Acho que, de repente, a gente tem que conseguir tirar as coisas boas de algumas pessoas, de algumas coletividades e trabalhar com isso.

Agora, você tem que ter muito cuidado, tem que ser exercida a vigilância revolucionária. Não é fácil. Não é fácil trabalhar com todo mundo. Também não é fácil exercer a vigilância revolucionária, porque você também tende a vigiar seu companheiro. Não se trata disso. Você tem que vigiar a si mesmo e o resto não vai além do que foi proposto, de não estar jogando o jogo da direita, de não estar jogando o jogo dos empresários. É por isso que eu estava lhe dizendo que é preciso exercer a aliança até que a consciência permita. A consciência é o que nos diz até onde podemos ir, o que não podemos permitir, objetivamente falando.

FdM – Durante a explosão social muitas coisas aconteceram, entre elas, mobilizações nas ruas cantando as canções de Víctor Jara, Inti Illimani e outras referências da Unidade Popular. Existe alguma relação entre este momento a partir de 2019 com o que aconteceu no Chile nos anos 60 e 70?

MV – Sim e não, porque essa explosão social não aparece sozinha, vem de antes. Como se costuma dizer: “Não são trinta pesos, são trinta anos”. Refere-se aos 30 anos após o fim da ditadura, e ao que sobrou e, portanto, está intimamente relacionada. Mas também não se pode confundir. Não são os mesmos governos, nem parecidos. Não há relação entre este governo de Boric e o governo de Salvador Allende. Como disse, o governo da Unidade Popular apontava para o socialismo e este governo de Boric aponta para a social-democracia. Isso é completamente diferente.

No entanto, esta é a relação entre história e memória. Aqui, por um lado, se chega na explosão social porque os anos que tivemos na democracia, nessa pseudodemocracia, o trabalho que foi feito não foi suficiente para satisfazer esse povo tão sedento e faminto de verdade e justiça. Portanto, essa explosão nasce com muita força para responder um pouco a algo que estava acontecendo e que não dava mais para aguentar, como numa panela de pressão, que em algum momento ia explodir. E isso, todas as pessoas do âmbito político podíamos ver. Como disse, isso levou muito tempo.

▶ INSTRUÇÕES DO EXERCÍCIO
Retome a entrevista sobre a explosão social no Chile logo após a última frase do trecho e dê continuidade ao texto.

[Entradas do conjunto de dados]
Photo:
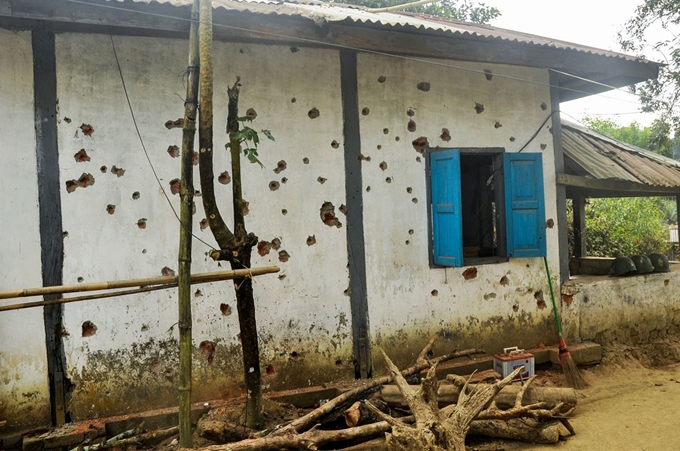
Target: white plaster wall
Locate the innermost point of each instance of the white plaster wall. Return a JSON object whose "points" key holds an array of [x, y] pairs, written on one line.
{"points": [[24, 390], [138, 333], [403, 310]]}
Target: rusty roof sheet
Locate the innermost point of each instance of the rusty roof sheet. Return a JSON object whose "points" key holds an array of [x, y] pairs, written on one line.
{"points": [[321, 12], [600, 157]]}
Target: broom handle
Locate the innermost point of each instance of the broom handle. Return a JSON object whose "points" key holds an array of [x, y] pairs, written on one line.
{"points": [[552, 296]]}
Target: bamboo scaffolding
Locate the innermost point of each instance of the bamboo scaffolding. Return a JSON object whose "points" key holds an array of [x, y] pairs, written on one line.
{"points": [[148, 284]]}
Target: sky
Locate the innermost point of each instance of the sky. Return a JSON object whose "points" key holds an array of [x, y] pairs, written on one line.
{"points": [[589, 22]]}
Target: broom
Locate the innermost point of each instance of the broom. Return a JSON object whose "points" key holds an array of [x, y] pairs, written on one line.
{"points": [[571, 372]]}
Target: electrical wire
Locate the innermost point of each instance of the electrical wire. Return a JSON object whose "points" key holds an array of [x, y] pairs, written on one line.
{"points": [[141, 140], [374, 52]]}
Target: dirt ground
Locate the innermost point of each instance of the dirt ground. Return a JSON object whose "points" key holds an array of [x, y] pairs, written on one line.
{"points": [[632, 404]]}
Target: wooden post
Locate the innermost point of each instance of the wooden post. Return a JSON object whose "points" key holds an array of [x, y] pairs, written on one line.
{"points": [[185, 234], [579, 204]]}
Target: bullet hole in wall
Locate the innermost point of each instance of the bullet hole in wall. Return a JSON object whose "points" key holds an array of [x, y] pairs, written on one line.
{"points": [[225, 309], [175, 186], [446, 135], [276, 244], [327, 213], [89, 329], [470, 273], [208, 349], [420, 144], [280, 167], [179, 123], [84, 181], [167, 271], [263, 248], [173, 151], [224, 178], [87, 129], [118, 171], [424, 86], [540, 302], [81, 156]]}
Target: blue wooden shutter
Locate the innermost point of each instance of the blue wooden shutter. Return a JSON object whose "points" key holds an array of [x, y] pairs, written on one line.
{"points": [[524, 204], [447, 225]]}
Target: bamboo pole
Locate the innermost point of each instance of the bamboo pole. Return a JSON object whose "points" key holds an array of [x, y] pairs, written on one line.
{"points": [[185, 233], [170, 281]]}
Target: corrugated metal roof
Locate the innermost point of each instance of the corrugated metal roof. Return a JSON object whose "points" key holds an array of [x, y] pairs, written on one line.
{"points": [[600, 157], [337, 12]]}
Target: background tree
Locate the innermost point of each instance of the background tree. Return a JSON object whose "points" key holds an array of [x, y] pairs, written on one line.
{"points": [[451, 9], [618, 227], [660, 95]]}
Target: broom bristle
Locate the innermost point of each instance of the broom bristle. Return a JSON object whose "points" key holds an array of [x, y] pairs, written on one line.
{"points": [[572, 373]]}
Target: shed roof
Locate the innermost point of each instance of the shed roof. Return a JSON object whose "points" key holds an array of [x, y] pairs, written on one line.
{"points": [[599, 164]]}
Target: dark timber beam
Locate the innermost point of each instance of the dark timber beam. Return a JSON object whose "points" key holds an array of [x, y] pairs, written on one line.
{"points": [[49, 205], [579, 205], [615, 188], [560, 191], [358, 294], [167, 20]]}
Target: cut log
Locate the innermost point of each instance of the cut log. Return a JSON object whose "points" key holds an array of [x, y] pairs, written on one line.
{"points": [[448, 394]]}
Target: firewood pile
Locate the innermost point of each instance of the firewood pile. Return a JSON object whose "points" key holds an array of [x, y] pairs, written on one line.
{"points": [[433, 416]]}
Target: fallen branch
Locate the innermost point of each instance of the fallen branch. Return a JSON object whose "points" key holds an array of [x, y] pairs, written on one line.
{"points": [[305, 422]]}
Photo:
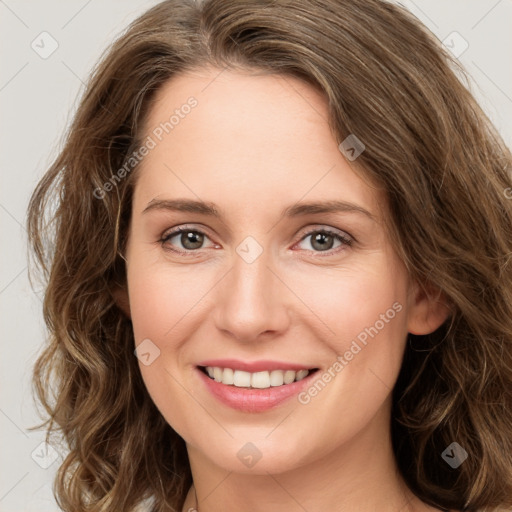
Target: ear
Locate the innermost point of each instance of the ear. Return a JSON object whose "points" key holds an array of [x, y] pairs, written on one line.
{"points": [[428, 309], [122, 300]]}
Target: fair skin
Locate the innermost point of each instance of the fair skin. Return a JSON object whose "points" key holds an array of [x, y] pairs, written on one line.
{"points": [[255, 145]]}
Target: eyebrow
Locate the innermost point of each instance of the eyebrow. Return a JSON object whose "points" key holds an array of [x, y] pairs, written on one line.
{"points": [[295, 210]]}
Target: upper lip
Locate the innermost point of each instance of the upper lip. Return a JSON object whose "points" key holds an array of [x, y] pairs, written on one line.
{"points": [[254, 366]]}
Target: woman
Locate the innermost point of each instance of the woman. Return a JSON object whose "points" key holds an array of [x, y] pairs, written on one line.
{"points": [[281, 272]]}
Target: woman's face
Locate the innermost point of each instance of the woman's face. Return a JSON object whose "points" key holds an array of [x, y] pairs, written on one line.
{"points": [[264, 284]]}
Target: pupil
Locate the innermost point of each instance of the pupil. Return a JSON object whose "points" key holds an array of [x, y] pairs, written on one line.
{"points": [[320, 239], [191, 240]]}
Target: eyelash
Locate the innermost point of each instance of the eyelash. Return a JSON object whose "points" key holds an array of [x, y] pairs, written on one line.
{"points": [[345, 241]]}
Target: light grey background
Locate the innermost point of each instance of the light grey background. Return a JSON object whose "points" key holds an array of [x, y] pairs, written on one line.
{"points": [[37, 99]]}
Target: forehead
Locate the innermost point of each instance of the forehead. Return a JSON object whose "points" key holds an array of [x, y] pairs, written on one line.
{"points": [[257, 139]]}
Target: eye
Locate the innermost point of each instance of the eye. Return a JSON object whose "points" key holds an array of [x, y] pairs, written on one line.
{"points": [[322, 240], [190, 239]]}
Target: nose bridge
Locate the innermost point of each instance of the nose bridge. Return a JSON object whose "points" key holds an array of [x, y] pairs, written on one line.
{"points": [[249, 302]]}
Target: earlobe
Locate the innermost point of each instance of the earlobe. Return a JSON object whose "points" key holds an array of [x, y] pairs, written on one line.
{"points": [[428, 310], [122, 300]]}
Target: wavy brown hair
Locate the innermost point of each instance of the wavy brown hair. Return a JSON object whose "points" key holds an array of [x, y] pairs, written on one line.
{"points": [[444, 169]]}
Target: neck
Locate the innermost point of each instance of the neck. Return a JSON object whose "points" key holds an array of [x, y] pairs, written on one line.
{"points": [[359, 475]]}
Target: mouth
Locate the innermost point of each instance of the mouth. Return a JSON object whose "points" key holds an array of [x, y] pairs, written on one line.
{"points": [[255, 391]]}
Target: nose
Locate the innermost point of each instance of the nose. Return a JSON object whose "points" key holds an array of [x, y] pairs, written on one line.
{"points": [[252, 302]]}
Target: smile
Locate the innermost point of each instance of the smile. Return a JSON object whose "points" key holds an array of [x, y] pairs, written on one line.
{"points": [[268, 385], [258, 380]]}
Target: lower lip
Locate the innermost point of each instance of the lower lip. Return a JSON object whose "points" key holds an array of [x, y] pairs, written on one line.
{"points": [[253, 399]]}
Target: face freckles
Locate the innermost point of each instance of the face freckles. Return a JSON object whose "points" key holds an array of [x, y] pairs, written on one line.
{"points": [[252, 147]]}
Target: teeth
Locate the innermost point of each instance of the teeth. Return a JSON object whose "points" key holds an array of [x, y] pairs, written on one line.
{"points": [[258, 380]]}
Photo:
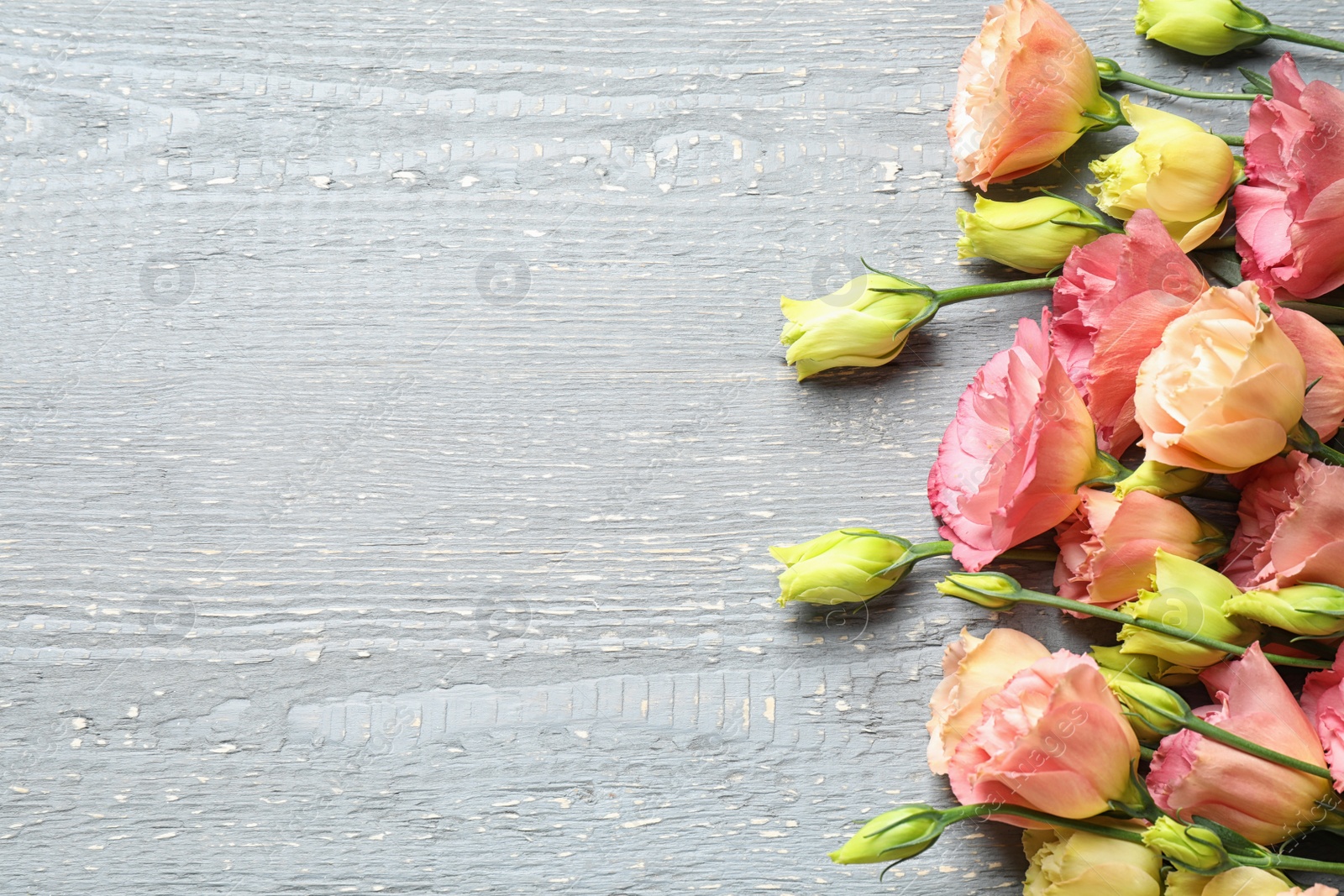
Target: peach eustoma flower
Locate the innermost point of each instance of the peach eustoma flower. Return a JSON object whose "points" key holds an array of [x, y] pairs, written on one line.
{"points": [[1323, 700], [1263, 801], [1290, 211], [1054, 739], [1116, 298], [1112, 304], [1012, 459], [974, 669], [1223, 389], [1292, 524], [1108, 550], [1175, 168], [1027, 89]]}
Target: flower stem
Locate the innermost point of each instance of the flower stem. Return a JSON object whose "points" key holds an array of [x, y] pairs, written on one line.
{"points": [[1299, 36], [990, 291], [1113, 74], [1160, 627], [980, 810]]}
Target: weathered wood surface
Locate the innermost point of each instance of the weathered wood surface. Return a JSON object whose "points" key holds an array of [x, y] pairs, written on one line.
{"points": [[393, 432]]}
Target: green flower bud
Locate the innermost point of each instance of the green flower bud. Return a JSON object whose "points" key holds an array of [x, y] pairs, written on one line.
{"points": [[1144, 667], [1315, 610], [843, 566], [1034, 235], [1162, 479], [862, 324], [1139, 696], [1189, 597], [991, 590], [1187, 846], [1198, 26], [893, 836]]}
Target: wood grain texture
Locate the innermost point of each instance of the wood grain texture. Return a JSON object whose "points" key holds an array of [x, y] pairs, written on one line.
{"points": [[391, 432]]}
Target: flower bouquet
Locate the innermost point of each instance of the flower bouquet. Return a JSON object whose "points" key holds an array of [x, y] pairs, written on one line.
{"points": [[1156, 383]]}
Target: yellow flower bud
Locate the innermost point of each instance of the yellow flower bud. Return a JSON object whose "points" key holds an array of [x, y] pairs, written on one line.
{"points": [[1074, 862], [893, 836], [862, 324], [1187, 846], [1175, 168], [1137, 694], [1034, 235], [991, 590], [1189, 597], [1238, 882], [1198, 26], [1315, 610], [842, 567]]}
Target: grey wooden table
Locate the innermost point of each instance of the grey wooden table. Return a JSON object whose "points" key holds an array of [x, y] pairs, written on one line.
{"points": [[393, 430]]}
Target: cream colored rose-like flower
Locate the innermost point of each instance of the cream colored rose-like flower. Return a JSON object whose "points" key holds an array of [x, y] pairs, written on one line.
{"points": [[1223, 389]]}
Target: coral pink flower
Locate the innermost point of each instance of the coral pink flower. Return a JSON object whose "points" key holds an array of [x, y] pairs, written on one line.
{"points": [[1223, 389], [1011, 463], [1292, 524], [1290, 211], [1323, 700], [974, 668], [1025, 89], [1193, 775], [1112, 305], [1108, 550], [1054, 739]]}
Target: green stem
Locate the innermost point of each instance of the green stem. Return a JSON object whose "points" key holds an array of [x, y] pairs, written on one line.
{"points": [[1160, 627], [990, 291], [980, 810], [1113, 74], [1297, 36], [1030, 555]]}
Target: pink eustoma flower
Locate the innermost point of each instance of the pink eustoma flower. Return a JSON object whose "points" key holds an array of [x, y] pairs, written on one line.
{"points": [[1290, 211], [1323, 700], [1108, 550], [1263, 801], [1012, 459], [1292, 524], [1026, 89], [1054, 739]]}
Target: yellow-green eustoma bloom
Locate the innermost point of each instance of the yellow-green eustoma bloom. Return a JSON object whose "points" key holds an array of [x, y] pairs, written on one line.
{"points": [[844, 566], [1198, 26], [1189, 597], [1034, 235], [1312, 610], [1176, 168], [862, 324], [893, 836]]}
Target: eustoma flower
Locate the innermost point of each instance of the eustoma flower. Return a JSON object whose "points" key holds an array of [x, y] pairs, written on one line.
{"points": [[1113, 302], [1175, 168], [974, 669], [1240, 882], [1292, 524], [1027, 89], [1265, 802], [1290, 211], [1034, 235], [1108, 550], [1012, 459], [1223, 389], [1074, 862], [1323, 700], [1054, 739], [1196, 26], [866, 322]]}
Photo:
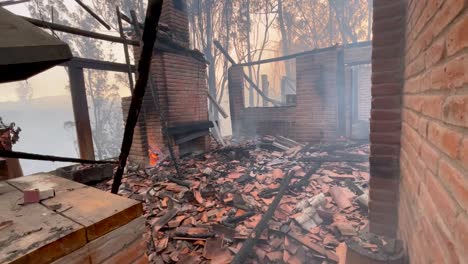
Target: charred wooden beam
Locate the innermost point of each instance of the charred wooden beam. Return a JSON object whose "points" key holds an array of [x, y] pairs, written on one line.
{"points": [[126, 18], [155, 97], [79, 32], [98, 65], [248, 245], [231, 60], [150, 32], [30, 156], [93, 14], [80, 111], [287, 57], [127, 57], [215, 103]]}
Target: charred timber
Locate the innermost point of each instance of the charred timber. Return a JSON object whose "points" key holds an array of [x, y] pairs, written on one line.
{"points": [[248, 245], [150, 32], [79, 32], [93, 14], [304, 181], [30, 156], [231, 60], [127, 57]]}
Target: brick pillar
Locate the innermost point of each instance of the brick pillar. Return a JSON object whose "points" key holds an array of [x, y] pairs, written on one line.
{"points": [[387, 85], [236, 98]]}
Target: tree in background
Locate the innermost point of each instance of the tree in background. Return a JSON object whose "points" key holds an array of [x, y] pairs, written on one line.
{"points": [[245, 28], [103, 96], [24, 91]]}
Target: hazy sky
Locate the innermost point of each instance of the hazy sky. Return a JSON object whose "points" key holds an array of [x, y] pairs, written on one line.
{"points": [[54, 81]]}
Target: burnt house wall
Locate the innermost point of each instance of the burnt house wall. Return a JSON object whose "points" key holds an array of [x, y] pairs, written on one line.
{"points": [[180, 81], [323, 98]]}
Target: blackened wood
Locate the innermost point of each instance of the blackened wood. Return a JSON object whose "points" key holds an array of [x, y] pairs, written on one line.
{"points": [[153, 14], [248, 245], [7, 3], [155, 97], [80, 111], [91, 12], [127, 57], [191, 137], [189, 127], [340, 87], [77, 31], [30, 156], [231, 60], [98, 65]]}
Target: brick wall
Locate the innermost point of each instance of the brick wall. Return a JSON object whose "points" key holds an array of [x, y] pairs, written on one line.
{"points": [[316, 115], [313, 118], [387, 82], [174, 15], [434, 143], [317, 101], [182, 88]]}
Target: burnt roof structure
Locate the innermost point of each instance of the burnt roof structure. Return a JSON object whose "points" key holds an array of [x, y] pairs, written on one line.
{"points": [[26, 50]]}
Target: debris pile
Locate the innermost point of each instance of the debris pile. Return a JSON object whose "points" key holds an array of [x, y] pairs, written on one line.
{"points": [[274, 201]]}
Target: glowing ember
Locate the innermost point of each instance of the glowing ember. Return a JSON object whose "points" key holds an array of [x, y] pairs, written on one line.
{"points": [[154, 154]]}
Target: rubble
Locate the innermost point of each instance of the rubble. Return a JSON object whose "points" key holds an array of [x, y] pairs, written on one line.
{"points": [[213, 212]]}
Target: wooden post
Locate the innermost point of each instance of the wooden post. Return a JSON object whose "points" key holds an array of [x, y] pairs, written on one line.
{"points": [[127, 57], [340, 85], [265, 88], [153, 13], [80, 111], [283, 89]]}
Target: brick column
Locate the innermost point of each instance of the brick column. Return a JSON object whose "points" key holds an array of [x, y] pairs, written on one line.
{"points": [[236, 98], [387, 85]]}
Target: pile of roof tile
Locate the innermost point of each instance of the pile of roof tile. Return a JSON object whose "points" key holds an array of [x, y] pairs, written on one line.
{"points": [[207, 215]]}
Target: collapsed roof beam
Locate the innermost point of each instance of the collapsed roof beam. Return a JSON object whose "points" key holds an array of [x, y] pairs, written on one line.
{"points": [[7, 3], [98, 65], [286, 57], [91, 12], [79, 32]]}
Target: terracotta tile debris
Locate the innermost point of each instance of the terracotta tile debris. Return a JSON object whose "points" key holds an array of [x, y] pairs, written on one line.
{"points": [[230, 190]]}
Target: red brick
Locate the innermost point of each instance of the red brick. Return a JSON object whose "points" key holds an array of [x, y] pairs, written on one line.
{"points": [[450, 9], [455, 181], [384, 183], [385, 126], [413, 85], [412, 137], [430, 156], [439, 195], [432, 106], [456, 70], [435, 53], [423, 127], [416, 66], [386, 89], [413, 102], [410, 117], [445, 139], [457, 38], [387, 102], [455, 110], [385, 138], [385, 114], [464, 153]]}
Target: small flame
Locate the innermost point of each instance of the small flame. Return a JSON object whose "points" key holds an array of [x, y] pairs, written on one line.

▶ RESPOSTA ESCRITA
Mas só tem essa relação, porque a direita está fazendo de tudo para que as pessoas voltem a sentir terror e está fazendo o povo acreditar que essa explosão social e o que está acontecendo agora, nesse novo governo, é muito parecido com o governo de Salvador Allende, o que não é verdade. Como eu dizia, não pode ser. São dois caminhos bem diferentes. Um visa diretamente satisfazer as necessidades do povo e o outro, a social-democracia, visa fazer as pessoas acreditarem que as necessidades do povo estão satisfeitas. Fazer acreditar, não satisfazer. Há uma grande diferença.

FdM – Como você vê as referências a lutas como a contra a ditadura ou mesmo a luta histórica do povo mapuche nesse sentido?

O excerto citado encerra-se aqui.